**INPUT**

● ● ● ● ● ● ●

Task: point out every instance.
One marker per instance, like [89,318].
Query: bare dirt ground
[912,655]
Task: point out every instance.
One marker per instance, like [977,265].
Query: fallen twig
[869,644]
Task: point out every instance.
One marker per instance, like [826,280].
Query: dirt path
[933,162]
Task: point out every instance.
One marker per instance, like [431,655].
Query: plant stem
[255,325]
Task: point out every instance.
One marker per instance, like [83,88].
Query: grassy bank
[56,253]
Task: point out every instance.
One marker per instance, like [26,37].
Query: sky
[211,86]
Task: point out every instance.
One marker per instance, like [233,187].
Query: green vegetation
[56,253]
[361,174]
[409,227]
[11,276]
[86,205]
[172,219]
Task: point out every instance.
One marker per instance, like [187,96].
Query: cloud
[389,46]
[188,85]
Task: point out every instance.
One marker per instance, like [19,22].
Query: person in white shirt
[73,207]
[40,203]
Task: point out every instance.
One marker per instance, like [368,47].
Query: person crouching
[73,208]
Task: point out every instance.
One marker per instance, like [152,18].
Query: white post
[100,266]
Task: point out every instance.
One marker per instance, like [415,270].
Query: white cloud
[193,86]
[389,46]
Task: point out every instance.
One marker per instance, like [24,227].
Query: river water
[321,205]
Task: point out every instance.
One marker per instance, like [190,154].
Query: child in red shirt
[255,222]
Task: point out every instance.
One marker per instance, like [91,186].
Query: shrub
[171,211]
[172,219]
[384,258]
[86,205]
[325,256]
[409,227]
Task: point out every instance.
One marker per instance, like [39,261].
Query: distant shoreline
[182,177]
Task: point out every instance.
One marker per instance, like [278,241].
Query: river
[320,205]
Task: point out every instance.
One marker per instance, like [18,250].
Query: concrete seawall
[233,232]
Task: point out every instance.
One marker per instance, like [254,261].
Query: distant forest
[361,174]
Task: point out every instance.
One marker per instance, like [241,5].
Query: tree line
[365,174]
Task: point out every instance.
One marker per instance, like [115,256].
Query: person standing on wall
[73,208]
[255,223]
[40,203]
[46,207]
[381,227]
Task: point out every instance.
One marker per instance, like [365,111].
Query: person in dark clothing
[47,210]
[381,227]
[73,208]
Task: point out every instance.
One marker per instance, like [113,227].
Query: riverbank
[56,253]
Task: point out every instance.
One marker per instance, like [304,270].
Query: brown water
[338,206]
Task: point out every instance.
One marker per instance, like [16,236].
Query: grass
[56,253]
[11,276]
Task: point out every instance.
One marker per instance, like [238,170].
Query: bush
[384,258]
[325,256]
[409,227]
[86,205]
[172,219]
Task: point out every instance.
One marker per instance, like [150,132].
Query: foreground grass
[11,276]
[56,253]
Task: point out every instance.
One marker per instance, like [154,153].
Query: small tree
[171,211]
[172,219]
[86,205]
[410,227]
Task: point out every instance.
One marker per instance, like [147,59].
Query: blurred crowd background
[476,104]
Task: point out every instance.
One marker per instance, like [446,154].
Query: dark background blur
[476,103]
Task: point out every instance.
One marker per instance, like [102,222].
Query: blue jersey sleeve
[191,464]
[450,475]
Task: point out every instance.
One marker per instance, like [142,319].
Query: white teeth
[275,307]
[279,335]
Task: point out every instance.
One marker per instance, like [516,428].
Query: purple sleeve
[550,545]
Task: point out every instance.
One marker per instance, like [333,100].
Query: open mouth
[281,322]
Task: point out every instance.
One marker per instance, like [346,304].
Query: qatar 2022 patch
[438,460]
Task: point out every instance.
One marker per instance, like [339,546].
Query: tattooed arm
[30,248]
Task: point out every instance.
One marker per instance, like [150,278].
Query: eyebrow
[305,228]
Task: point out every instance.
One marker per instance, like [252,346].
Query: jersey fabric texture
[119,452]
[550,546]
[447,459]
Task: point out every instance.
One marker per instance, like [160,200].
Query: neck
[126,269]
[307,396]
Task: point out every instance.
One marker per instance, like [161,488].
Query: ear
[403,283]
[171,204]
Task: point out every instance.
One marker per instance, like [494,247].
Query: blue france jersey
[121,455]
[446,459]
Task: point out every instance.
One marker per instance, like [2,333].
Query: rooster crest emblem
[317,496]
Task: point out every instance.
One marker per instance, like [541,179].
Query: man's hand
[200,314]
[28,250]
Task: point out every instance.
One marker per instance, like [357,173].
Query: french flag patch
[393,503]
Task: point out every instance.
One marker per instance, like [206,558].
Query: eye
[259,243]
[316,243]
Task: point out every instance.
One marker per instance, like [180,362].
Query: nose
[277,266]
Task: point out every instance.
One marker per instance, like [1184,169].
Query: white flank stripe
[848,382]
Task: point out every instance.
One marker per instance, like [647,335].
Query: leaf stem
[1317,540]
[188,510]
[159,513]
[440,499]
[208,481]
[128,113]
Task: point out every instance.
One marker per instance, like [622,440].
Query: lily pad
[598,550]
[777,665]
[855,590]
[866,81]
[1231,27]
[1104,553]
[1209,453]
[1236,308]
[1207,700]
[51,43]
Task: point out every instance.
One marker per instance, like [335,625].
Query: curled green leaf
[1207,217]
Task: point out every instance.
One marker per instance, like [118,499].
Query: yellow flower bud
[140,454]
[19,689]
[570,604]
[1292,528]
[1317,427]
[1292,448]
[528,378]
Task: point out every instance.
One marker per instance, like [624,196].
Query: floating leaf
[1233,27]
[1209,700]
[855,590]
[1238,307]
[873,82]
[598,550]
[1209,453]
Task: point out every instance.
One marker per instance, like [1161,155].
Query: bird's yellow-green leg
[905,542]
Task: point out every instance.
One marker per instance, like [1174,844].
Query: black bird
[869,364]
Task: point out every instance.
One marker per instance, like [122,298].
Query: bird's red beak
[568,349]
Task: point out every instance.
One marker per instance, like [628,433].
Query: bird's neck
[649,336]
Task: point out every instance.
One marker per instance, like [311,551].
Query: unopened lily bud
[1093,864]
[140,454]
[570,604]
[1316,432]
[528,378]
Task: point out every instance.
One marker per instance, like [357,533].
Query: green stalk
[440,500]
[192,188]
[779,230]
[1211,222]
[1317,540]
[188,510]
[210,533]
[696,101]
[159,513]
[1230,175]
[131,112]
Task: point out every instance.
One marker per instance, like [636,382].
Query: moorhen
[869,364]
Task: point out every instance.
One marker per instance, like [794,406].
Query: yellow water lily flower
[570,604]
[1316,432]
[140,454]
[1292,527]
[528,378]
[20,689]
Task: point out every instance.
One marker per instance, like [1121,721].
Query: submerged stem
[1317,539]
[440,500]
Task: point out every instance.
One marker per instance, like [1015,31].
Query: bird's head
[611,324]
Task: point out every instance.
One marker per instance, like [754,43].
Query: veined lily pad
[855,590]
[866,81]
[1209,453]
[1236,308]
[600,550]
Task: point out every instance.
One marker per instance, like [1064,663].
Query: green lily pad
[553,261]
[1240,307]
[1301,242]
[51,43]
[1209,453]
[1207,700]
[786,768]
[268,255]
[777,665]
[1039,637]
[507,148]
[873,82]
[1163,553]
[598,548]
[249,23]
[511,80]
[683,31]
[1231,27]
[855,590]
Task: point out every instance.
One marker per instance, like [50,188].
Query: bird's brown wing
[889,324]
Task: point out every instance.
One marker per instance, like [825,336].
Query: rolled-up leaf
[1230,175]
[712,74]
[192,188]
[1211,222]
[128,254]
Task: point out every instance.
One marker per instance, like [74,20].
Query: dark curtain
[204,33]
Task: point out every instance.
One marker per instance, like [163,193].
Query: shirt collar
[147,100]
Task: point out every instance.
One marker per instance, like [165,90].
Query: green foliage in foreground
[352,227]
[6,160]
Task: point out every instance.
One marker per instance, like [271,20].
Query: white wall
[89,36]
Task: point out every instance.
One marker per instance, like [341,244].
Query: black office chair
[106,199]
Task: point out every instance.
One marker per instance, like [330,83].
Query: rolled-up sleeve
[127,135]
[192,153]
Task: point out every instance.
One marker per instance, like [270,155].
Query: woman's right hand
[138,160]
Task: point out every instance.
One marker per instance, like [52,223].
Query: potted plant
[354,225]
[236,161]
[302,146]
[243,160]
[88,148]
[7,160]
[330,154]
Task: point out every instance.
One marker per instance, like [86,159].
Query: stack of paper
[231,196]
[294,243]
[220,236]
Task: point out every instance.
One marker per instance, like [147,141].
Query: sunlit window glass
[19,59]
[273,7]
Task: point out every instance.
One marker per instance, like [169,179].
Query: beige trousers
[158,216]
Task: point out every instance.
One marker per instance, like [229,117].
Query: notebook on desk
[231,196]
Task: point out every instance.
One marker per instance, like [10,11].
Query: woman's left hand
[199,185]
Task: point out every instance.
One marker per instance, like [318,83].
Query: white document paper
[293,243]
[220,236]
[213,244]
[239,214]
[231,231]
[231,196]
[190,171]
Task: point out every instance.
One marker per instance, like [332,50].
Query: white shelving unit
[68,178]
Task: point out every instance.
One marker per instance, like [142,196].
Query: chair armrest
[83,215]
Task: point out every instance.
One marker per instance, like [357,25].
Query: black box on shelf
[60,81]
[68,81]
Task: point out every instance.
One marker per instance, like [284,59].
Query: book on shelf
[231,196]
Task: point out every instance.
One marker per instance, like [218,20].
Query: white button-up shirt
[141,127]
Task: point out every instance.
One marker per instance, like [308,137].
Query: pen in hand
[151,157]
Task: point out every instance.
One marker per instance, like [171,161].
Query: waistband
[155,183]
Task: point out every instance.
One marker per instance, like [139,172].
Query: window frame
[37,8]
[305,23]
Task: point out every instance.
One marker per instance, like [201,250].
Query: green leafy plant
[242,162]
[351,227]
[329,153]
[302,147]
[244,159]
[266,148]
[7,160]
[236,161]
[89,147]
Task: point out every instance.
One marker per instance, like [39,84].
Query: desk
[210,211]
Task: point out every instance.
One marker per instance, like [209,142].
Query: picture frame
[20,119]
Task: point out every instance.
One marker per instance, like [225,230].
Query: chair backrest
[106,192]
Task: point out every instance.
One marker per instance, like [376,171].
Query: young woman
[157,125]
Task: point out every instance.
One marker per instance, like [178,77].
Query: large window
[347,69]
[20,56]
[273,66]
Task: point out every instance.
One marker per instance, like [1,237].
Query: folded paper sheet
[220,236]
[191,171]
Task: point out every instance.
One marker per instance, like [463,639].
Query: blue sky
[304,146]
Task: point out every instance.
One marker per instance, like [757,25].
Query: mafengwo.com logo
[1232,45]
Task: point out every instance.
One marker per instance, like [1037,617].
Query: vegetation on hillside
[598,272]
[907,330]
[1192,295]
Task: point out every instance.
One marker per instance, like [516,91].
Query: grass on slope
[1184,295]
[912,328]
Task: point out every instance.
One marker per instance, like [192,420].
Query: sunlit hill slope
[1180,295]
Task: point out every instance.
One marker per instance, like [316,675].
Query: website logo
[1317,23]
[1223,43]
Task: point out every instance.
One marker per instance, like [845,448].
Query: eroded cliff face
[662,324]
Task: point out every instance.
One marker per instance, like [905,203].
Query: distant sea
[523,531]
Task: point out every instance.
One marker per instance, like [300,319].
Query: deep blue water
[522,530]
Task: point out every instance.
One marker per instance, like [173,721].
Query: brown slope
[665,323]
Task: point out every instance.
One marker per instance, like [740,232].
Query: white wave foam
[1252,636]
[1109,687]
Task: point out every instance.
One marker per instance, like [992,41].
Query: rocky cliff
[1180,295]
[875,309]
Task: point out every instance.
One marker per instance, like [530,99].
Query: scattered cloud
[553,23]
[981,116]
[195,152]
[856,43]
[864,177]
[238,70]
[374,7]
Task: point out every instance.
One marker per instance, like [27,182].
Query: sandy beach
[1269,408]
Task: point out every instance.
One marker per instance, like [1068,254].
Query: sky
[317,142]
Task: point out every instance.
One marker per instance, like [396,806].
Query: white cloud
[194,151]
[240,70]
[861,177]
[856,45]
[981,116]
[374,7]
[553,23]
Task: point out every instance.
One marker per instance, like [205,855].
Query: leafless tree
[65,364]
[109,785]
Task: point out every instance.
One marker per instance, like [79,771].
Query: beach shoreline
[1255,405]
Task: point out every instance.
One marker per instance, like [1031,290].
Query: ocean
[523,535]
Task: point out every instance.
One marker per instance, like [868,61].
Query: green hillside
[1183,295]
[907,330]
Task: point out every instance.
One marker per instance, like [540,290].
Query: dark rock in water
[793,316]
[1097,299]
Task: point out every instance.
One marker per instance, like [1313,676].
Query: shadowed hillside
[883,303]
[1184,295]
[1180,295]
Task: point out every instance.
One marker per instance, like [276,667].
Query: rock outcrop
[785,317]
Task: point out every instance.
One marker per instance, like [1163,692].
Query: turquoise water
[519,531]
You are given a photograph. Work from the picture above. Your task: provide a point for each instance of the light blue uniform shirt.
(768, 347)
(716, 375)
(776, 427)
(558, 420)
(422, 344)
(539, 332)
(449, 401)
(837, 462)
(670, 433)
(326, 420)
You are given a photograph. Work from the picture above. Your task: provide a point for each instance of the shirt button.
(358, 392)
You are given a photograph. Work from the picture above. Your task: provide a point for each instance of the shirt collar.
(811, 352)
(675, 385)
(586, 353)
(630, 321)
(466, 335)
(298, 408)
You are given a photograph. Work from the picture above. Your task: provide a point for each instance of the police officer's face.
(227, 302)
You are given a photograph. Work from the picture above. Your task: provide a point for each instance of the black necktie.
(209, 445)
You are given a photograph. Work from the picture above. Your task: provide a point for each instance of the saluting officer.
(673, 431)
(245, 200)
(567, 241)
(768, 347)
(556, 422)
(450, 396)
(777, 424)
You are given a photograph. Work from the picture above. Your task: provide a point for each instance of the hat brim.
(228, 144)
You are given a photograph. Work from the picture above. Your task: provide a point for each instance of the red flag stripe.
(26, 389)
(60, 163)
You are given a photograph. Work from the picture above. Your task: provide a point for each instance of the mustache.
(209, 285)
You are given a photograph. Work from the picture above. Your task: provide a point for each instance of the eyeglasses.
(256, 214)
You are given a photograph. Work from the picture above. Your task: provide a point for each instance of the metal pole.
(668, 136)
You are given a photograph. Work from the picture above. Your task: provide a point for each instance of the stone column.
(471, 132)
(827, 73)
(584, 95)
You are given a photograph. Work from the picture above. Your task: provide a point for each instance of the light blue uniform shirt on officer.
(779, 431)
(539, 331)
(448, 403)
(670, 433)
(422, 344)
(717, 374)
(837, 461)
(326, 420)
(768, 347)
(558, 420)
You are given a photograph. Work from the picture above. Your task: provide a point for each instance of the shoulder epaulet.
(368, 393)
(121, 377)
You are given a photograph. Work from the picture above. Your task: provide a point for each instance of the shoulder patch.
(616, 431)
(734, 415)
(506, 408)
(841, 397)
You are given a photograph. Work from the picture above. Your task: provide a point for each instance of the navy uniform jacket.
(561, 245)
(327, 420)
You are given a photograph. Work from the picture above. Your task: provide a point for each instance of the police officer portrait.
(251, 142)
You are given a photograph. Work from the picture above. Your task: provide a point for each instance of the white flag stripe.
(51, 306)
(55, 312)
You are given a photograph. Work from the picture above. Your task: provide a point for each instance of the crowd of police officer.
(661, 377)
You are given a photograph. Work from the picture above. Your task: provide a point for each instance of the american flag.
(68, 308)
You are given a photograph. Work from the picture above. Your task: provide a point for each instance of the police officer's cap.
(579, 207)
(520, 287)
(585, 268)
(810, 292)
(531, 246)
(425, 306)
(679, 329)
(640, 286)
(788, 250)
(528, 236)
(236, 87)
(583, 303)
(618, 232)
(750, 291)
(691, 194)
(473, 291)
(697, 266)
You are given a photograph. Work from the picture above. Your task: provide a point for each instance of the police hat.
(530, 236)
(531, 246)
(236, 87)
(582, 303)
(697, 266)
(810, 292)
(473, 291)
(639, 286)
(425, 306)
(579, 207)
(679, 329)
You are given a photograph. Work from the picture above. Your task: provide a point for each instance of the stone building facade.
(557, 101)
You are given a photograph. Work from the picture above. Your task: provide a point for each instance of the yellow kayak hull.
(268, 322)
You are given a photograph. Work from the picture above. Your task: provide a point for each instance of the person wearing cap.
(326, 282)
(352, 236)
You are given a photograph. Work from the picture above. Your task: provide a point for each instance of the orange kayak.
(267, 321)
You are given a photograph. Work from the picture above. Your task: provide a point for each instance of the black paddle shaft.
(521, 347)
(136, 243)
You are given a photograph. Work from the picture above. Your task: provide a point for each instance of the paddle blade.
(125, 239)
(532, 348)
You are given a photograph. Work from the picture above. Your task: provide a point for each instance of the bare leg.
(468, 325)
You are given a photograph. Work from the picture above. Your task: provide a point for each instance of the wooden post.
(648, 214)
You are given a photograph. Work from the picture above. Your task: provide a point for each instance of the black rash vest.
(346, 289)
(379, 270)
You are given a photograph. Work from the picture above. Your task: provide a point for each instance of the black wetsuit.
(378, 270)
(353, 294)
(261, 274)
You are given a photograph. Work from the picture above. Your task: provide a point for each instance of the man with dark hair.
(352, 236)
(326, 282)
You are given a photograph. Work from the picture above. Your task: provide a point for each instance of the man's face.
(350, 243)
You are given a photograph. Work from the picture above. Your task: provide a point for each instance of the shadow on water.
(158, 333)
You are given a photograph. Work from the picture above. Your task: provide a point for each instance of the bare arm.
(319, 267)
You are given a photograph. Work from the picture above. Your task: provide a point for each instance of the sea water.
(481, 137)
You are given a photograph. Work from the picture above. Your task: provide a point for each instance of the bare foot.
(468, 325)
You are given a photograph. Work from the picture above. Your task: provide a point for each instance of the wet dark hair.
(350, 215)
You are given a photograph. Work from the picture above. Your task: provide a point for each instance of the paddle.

● ● ● ● ● ● ●

Write out once more the lines above beginning at the line with "the man's face."; continue through the final line and stop there.

You are given a photograph. Work from the picture above. Your task: provide a point for each instance of the man's face.
(350, 243)
You are given a photograph. Work from the picture above. Your task: provide a point for each instance of the shadow on water.
(158, 333)
You are given a photograph. Work from the picture above. Your task: provide a point for each instance of the bare arm.
(319, 267)
You are given a photograph. Work from the picture above. Your task: provide a point for each instance of the sea water.
(481, 137)
You are given a photograph. Work from the picture above. Your task: provide a point for each instance of the bare foot.
(468, 325)
You are given a photograph. Work from the picture above. Your task: provide a point for each instance of the wet dark hair.
(350, 215)
You are given a photograph. Work from the picture above. Your task: provide a point for each instance of the paddle.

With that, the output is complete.